▶ DOCUMENT SECTION
=-=-=
The Abhayamudrā "gesture of fearlessness" is a mudrā (gesture) that is the gesture of reassurance and safety, which dispels fear and accords divine protection and bliss in Buddhism and other Indian religions. The right hand is held upright, and the palm is facing outwards. This is one of the earliest mudrās found depicted on a number of Hindu, Buddhist, Jain and Sikh images.

The abhayamudrā (施無畏印) represents protection, peace, benevolence and the dispelling of fear. The Hindu god Nataraja is depicted with the second right hand making the Abhaya Mudra, bestowing protection from both evil and ignorance to those who follow the righteousness of dharma.  In Theravada Buddhism, it is usually made with the right hand raised to shoulder height, the arm bent and the palm facing outward with the fingers upright and joined and the left hand hanging down while standing. In Thailand and Laos, this mudra is associated with the Walking Buddha, often shown having both hands making a double abhayamudrā that is uniform.
=-=-=
Dataset records
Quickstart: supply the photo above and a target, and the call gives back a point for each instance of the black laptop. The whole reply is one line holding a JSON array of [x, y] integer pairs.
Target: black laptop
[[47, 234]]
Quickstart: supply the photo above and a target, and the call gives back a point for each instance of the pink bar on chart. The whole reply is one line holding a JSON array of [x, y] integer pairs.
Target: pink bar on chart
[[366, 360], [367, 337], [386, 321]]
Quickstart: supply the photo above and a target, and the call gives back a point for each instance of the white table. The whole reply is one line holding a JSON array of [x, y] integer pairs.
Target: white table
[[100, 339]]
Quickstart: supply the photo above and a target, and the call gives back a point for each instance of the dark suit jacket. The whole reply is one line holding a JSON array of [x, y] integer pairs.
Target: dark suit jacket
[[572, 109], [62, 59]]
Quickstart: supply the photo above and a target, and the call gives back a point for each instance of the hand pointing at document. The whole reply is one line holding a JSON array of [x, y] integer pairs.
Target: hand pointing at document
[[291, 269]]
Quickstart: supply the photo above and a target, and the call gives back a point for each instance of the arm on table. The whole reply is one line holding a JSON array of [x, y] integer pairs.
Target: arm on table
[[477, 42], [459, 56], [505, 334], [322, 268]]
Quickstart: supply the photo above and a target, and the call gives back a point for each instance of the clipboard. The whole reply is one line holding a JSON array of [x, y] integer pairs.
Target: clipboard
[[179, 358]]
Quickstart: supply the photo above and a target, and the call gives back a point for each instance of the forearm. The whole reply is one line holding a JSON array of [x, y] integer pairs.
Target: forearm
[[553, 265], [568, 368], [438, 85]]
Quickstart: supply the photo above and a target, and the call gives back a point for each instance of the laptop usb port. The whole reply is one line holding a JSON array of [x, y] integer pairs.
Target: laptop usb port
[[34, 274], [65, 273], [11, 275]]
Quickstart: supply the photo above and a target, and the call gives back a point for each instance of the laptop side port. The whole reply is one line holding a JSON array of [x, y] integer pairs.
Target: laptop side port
=-=-=
▶ EXERCISE 1
According to the passage about the abhayamudrā gesture, which of Nataraja's hands makes the Abhaya Mudra?
▶ EXERCISE 2
Continue the passage about the abhayamudrā gesture from its final sentence onward.

▶ WRITTEN RESPONSE 1
His second right hand.

▶ WRITTEN RESPONSE 2
The abhayamudrā was probably used before the onset of Buddhism as a symbol of good intentions proposing friendship when approaching strangers. In the art of Gandhara, it is present when showing the action of preaching. It was also used in China during the Northern Wei and Sui eras of the 4th and 7th centuries.

The gesture was used by Gautama Buddha to subdue the elephant when attacked by a drunk elephant set off by Devadatta (some says by Ajātasattu), as shown in several frescos and scripts. In Mahayana Buddhism, deities often paired it with another mudrā using the other hand.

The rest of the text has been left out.